Leave the images out and write out each entry exactly as shown.
++++++++++
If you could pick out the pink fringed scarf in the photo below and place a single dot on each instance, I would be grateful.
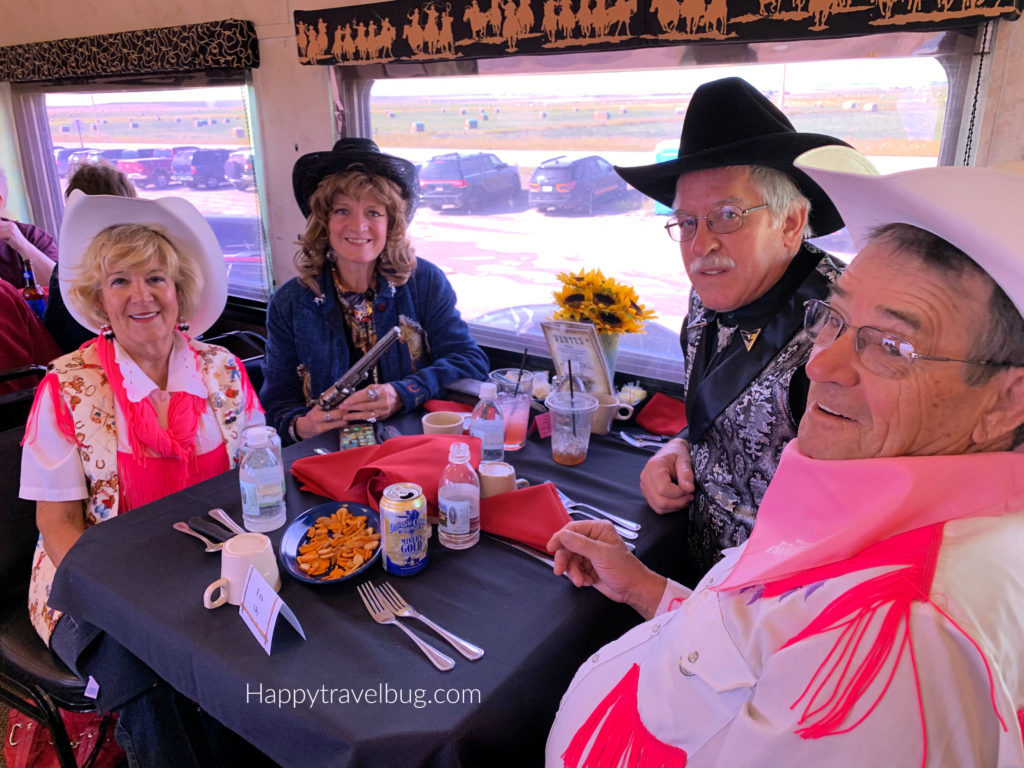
(161, 461)
(820, 519)
(616, 731)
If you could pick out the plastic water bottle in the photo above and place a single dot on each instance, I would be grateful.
(487, 423)
(261, 476)
(459, 500)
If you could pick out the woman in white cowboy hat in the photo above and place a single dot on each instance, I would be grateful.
(357, 279)
(143, 410)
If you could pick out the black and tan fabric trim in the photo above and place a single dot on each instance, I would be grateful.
(212, 45)
(417, 31)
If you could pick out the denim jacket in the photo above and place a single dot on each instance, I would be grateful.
(304, 330)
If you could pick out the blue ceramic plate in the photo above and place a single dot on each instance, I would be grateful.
(295, 537)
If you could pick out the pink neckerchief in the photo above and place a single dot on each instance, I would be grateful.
(820, 512)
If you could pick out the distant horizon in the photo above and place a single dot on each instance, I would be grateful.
(809, 77)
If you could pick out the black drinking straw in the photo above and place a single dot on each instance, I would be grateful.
(571, 397)
(522, 365)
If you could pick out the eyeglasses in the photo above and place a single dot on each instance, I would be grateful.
(880, 351)
(721, 220)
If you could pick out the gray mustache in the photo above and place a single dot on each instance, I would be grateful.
(712, 262)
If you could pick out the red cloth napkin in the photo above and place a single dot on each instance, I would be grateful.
(361, 474)
(663, 415)
(459, 408)
(528, 515)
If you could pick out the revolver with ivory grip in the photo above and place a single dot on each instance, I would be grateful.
(349, 380)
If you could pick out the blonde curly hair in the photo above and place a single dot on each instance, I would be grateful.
(131, 247)
(396, 261)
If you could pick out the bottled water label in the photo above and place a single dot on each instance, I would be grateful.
(456, 515)
(492, 435)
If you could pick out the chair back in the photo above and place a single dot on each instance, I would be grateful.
(17, 525)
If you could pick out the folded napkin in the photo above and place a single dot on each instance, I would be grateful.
(459, 408)
(360, 474)
(663, 415)
(528, 515)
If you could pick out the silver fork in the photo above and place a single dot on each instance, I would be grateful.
(624, 532)
(621, 521)
(401, 608)
(382, 614)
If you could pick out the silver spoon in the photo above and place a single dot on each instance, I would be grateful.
(210, 546)
(222, 517)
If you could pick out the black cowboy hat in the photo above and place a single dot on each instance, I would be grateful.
(729, 122)
(353, 155)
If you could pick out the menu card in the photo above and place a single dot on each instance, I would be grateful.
(578, 342)
(260, 608)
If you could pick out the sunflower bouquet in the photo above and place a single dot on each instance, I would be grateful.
(610, 306)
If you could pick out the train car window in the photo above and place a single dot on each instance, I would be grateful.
(188, 142)
(503, 231)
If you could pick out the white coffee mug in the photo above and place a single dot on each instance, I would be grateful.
(442, 422)
(499, 477)
(239, 553)
(608, 408)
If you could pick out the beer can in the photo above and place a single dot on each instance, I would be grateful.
(404, 529)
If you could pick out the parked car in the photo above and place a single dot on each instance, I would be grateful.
(64, 155)
(111, 155)
(468, 181)
(582, 184)
(148, 167)
(200, 167)
(525, 320)
(239, 169)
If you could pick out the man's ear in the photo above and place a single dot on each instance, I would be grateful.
(793, 226)
(1007, 411)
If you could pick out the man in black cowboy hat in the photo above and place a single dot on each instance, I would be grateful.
(741, 213)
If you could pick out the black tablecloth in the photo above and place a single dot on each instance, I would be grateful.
(142, 583)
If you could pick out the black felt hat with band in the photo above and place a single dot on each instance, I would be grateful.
(353, 155)
(729, 122)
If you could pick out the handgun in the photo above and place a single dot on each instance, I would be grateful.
(351, 379)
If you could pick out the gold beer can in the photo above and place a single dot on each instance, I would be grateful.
(404, 529)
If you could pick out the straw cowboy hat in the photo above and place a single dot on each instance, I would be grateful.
(727, 123)
(353, 155)
(979, 210)
(175, 218)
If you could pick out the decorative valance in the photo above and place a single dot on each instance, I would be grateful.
(196, 47)
(437, 30)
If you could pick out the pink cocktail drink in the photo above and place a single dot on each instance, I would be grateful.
(515, 411)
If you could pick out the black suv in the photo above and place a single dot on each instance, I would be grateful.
(574, 184)
(469, 181)
(200, 167)
(239, 169)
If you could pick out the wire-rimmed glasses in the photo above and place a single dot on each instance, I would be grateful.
(880, 351)
(682, 227)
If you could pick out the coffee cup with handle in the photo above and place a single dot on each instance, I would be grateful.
(608, 409)
(442, 422)
(239, 553)
(499, 477)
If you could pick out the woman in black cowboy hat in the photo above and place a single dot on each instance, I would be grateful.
(357, 279)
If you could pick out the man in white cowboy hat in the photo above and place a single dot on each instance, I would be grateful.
(741, 213)
(872, 616)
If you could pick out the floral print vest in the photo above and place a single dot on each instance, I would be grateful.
(85, 390)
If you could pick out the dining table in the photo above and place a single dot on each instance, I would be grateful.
(355, 692)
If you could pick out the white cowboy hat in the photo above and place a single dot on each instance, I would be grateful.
(978, 210)
(175, 218)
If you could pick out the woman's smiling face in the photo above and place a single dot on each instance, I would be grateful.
(141, 306)
(357, 228)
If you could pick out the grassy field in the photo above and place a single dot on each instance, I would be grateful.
(897, 123)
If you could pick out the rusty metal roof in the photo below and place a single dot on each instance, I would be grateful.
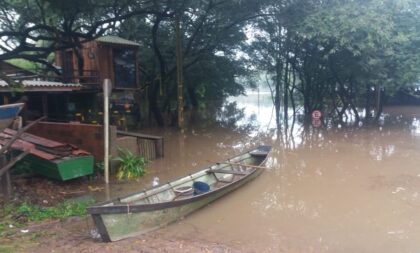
(39, 85)
(109, 39)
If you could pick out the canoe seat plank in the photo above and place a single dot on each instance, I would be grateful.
(234, 172)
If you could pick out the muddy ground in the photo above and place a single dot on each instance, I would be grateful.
(76, 234)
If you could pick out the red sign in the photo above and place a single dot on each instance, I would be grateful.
(316, 114)
(316, 123)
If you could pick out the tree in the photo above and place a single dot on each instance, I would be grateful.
(209, 30)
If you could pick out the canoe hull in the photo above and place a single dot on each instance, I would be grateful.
(151, 209)
(121, 226)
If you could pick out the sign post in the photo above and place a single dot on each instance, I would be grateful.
(107, 86)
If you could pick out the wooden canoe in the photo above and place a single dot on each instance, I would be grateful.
(150, 209)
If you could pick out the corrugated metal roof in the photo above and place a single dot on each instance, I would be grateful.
(37, 85)
(110, 39)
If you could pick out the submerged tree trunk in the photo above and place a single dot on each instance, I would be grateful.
(367, 104)
(179, 71)
(277, 91)
(153, 103)
(285, 93)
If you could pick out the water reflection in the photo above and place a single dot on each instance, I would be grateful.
(326, 189)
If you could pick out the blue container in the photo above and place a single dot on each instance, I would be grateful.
(200, 187)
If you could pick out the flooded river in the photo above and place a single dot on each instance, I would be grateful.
(325, 189)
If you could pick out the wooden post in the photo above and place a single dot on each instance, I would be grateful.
(44, 105)
(107, 91)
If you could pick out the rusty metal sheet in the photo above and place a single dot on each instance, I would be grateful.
(37, 140)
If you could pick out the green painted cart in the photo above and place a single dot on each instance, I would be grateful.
(63, 169)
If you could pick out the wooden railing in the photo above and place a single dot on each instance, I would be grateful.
(88, 78)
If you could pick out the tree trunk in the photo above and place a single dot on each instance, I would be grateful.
(285, 93)
(367, 104)
(153, 104)
(277, 94)
(180, 79)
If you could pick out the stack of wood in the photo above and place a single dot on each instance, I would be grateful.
(39, 146)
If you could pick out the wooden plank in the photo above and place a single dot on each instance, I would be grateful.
(10, 164)
(143, 136)
(18, 134)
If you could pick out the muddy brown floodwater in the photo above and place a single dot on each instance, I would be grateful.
(329, 189)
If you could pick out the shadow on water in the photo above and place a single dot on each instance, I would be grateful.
(326, 189)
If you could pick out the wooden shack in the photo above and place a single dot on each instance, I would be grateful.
(106, 57)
++++++++++
• _Final answer_
If you could pick out the pink fringed scarf in the photo below and place a single dot on each instance, I would be grateful.
(161, 461)
(820, 519)
(616, 731)
If you could pick out the plastic water bottle in the photo above and place a single dot on each instance, I would be grateful.
(487, 423)
(261, 476)
(459, 500)
If you could pick out the woman in white cowboy hat in the photo above and place a single dot on each instance, I would be grateful.
(357, 279)
(143, 410)
If you could pick out the black and tan fabric trim in the photo above and place a single dot on each instance, I would be grateful.
(212, 45)
(417, 31)
If you could pick out the denim jacket in the photo above and place a single dot on each instance, I would be grateful.
(304, 330)
If you could pick out the blue ceramic plate in the photo above and place a single dot on each instance, I would be grateful.
(295, 537)
If you could pick out the pink neckerchief in the photo above and place a single dot on each instance, I would be grateful.
(820, 512)
If you could pick out the distant horizon in the photo above and place a single dot on each instance, I would be grateful.
(809, 77)
If you could pick out the black drinking straw in the photo above and place a single dot on each instance, I would be grateful.
(571, 397)
(522, 365)
If you could pick out the eyeglasses in the photo above and place a single dot on each instance, I would be grateful.
(880, 351)
(721, 220)
If you could pick out the gray mustache in the photo above and place a single dot on each instance, I would be grateful.
(712, 262)
If you could pick out the red cloth napkin in the photo above and place a single dot on each instance, I would be grateful.
(361, 474)
(663, 415)
(459, 408)
(528, 515)
If you could pick out the revolver with ivory grip in the photo above and place a single dot on each instance, I would be grateful.
(349, 380)
If you could pick out the blonde curly hair in the photo above and place a single dot on each instance, I would be grateful.
(131, 247)
(396, 261)
If you could pick out the bottled water label in the photo above and place a single dot on each instance, I would be grateful.
(456, 515)
(492, 435)
If you could pick out the chair back in the photo above and place a single dot on each instance, I would be grateful.
(17, 525)
If you could pick out the folded napkin in the photo above and place a single dot on each instance, I would be grateful.
(459, 408)
(360, 474)
(663, 415)
(528, 515)
If you could pick out the silver fork in the photo above and place a single dot on each instance, I would be grateful.
(624, 532)
(621, 521)
(401, 608)
(382, 614)
If you could pick out the silver spoon in the photo above and place a single dot on each instance, I would be grateful.
(210, 546)
(222, 517)
If you could pick out the black cowboy hat in the photo above and place a single dot on each instance, I would be grateful.
(729, 122)
(353, 155)
If you could pick out the menu card in the photo above and place a single dot on each instance, I would be grateful.
(578, 342)
(260, 608)
If you could pick out the sunflower bouquet in the photo above and place a single dot on each instance, I would be grateful.
(610, 306)
If you could pick out the train car window in the photo above and place a single dot on each instance, I would be grateful.
(188, 142)
(503, 231)
If you could pick out the white coffee mug in the photo above and place a single dot on each instance, I would be grateful.
(442, 422)
(499, 477)
(239, 553)
(608, 408)
If you could pick out the beer can in the photo above and place a single dot on each instance, I would be grateful.
(404, 529)
If you could pick out the parked car in the photo above and place a single dot on each instance, I would be grateful.
(64, 155)
(111, 155)
(468, 181)
(582, 184)
(148, 167)
(200, 167)
(525, 320)
(239, 169)
If you could pick out the man's ear in the photo above and place a single dot on each instance, I would be grateful.
(793, 226)
(1007, 411)
If you could pick out the man in black cowboy hat in the photo above and place a single dot on each instance, I would be grateful.
(741, 213)
If you could pick out the black tablecloth in the photo above and place a single dot on each instance, I would be grateful.
(142, 583)
If you could pick out the black felt hat with band in the photo above and place a single dot on each instance, I would be grateful.
(353, 155)
(729, 122)
If you could pick out the handgun in the photo above and place a single dot on each instance, I would be grateful.
(351, 379)
If you could pick out the gold beer can in the photo above and place a single dot on each instance, I would be grateful.
(404, 529)
If you could pick out the straw cowboy hat in the photo above and place a single dot on each instance, I would be grateful.
(727, 123)
(353, 155)
(979, 210)
(175, 218)
If you could pick out the decorative valance in the photo above and place a single dot on each instance, I would be grateful.
(196, 47)
(437, 30)
If you could pick out the pink cocktail drink in the photo above and place a single dot on each instance, I would be grateful.
(515, 411)
If you could pick out the black suv in the photo above and place a single dot on each instance, I would be grateful.
(574, 184)
(469, 181)
(200, 167)
(239, 169)
If you could pick out the wire-rimmed glasses in the photo above and place a single dot on each instance, I would be grateful.
(880, 351)
(682, 227)
If you could pick out the coffee cup with handle in the photo above and place a single dot on each instance, I would be grateful.
(608, 409)
(442, 422)
(239, 553)
(499, 477)
If you could pick out the woman in black cowboy hat in the photo above and place a single dot on each instance, I would be grateful.
(357, 279)
If you could pick out the man in white cowboy hat in the photo above and place a single dot on each instance, I would be grateful.
(741, 213)
(872, 616)
If you could pick out the floral print vest in the photo above and place a single dot on each instance, I would be grateful.
(85, 390)
If you could pick out the dining table in the photo above and place a single dot on each instance, I would be grateful.
(355, 692)
If you could pick out the white cowboy hat in the photo above and place a single dot on each instance, I would be grateful.
(978, 210)
(175, 218)
If you could pick out the woman's smiling face in the photo above and place a single dot on each instance, I would be grateful.
(141, 306)
(357, 228)
If you could pick out the grassy field in the photo above and place a single dot on each instance, I would be grateful.
(897, 123)
If you could pick out the rusty metal roof in the photo below and place a single dot on each instance, I would be grateful.
(39, 85)
(109, 39)
If you could pick out the canoe seat plank in the photo above and place a single dot on each instance, I would be grateful.
(234, 172)
If you could pick out the muddy ground in the photo above and place a single dot on each instance, I would be grateful.
(76, 234)
If you could pick out the red sign in the photo above and place a single dot on each instance, I would be grateful.
(316, 114)
(316, 123)
If you could pick out the tree in the photo above and place a single dot on each instance, I would be grateful.
(209, 30)
If you could pick out the canoe hull in the photo above and place a single dot on each instance, I would be grateful.
(151, 209)
(121, 226)
If you could pick out the sign post in the photo above and place a single dot on each instance, I would be grateful.
(107, 86)
If you could pick out the wooden canoe in the photo above and place a single dot on each instance, I would be grateful.
(150, 209)
If you could pick out the corrugated metal roof in the photo above and place a single dot on each instance, I would be grateful.
(37, 85)
(110, 39)
If you could pick out the submerged tree trunk in the photo above and place a single dot on each instance, I would be grateful.
(367, 104)
(179, 71)
(277, 91)
(153, 103)
(285, 93)
If you could pick out the water reflection in the photo above and place a single dot on each instance, I would be grateful.
(326, 189)
If you could pick out the blue container in the photo above and place a single dot on each instance, I would be grateful.
(200, 187)
If you could pick out the flooded river in the photo above and place a single dot on each instance, I would be grateful.
(325, 189)
If you could pick out the wooden post in the photo above and place a single dot on each instance, I would be grateful.
(44, 105)
(107, 91)
If you could pick out the rusty metal sheet in the photo above and place a single dot on each instance, I would be grateful.
(37, 140)
If you could pick out the green painted cart in the photo above and place a single dot on each instance, I would be grateful.
(63, 169)
If you could pick out the wooden railing in the photo above and place a single dot on each instance, I would be grateful.
(88, 78)
If you could pick out the tree trunk in the photo above and place a single dot on each instance, I would be grateful.
(285, 93)
(367, 104)
(153, 104)
(277, 94)
(180, 79)
If you could pick out the stack of wood in the photo above and place a single dot on each instance, I would be grateful.
(39, 146)
If you could pick out the wooden plank in the photo above and place a single dot on each instance, I would be grateful.
(10, 164)
(143, 136)
(18, 134)
If you could pick out the muddy brown floodwater in the photo above and place a single dot on each instance, I would be grateful.
(329, 189)
If you could pick out the shadow on water in the photo above and place a single dot on each instance, I would be grateful.
(326, 189)
If you could pick out the wooden shack in the photo above and place a single dot on each instance, I would be grateful.
(106, 57)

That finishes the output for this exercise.